■ **ABOUT THIS EXERCISE**
Your task is to filter the entries and copy every line containing the string "blurred".

■ **MATERIAL SHOWN**
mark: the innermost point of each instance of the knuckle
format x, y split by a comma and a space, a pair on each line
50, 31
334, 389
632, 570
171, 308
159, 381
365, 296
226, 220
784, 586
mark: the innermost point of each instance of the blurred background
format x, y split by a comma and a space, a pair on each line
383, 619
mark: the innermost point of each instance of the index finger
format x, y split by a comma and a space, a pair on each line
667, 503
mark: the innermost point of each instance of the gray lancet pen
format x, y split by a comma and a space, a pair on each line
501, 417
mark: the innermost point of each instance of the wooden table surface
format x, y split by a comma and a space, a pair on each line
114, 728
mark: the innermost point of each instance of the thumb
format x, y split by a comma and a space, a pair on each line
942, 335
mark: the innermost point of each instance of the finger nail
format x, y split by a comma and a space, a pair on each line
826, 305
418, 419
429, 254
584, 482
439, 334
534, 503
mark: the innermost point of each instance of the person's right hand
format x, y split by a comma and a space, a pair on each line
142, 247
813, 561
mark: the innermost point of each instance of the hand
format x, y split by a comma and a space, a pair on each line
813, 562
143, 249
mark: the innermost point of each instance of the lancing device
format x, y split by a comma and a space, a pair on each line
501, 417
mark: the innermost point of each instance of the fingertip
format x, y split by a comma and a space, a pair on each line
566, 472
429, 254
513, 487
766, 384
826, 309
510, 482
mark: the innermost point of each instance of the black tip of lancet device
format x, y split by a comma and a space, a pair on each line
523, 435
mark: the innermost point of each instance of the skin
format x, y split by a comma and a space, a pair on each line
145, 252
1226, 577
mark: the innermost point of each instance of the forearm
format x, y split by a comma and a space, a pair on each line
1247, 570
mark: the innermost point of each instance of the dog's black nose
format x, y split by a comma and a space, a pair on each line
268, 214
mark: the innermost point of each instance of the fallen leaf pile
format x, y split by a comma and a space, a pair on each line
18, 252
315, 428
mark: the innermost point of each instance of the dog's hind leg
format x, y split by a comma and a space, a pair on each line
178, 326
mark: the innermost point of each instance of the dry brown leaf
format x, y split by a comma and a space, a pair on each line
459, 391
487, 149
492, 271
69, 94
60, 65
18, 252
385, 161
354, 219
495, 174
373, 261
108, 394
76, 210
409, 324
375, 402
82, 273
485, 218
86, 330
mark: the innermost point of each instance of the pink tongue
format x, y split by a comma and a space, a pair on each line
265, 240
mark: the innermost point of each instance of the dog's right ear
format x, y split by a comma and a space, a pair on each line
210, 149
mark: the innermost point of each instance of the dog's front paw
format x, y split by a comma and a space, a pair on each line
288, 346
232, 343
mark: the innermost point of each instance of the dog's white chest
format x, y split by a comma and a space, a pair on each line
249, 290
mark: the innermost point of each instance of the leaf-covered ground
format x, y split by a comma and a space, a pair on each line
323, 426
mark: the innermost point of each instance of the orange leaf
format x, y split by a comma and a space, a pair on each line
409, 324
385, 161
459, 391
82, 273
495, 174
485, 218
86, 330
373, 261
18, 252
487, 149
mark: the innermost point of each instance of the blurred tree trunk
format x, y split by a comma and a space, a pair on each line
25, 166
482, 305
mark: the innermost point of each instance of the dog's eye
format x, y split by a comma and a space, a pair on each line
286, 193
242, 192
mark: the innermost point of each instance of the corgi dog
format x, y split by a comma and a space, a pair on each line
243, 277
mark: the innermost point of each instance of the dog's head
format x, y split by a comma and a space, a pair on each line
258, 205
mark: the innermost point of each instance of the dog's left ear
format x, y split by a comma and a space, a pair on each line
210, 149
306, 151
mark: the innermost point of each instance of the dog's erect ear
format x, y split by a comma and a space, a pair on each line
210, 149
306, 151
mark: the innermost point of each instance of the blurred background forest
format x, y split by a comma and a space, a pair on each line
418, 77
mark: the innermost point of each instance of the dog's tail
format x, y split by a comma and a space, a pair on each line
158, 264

■ **SOLUTION**
mark: the innermost point of each instance of the blurred background
mark: the innermost point of each instance of the blurred tree trunk
mark: the innermost point of each instance of the blurred background forest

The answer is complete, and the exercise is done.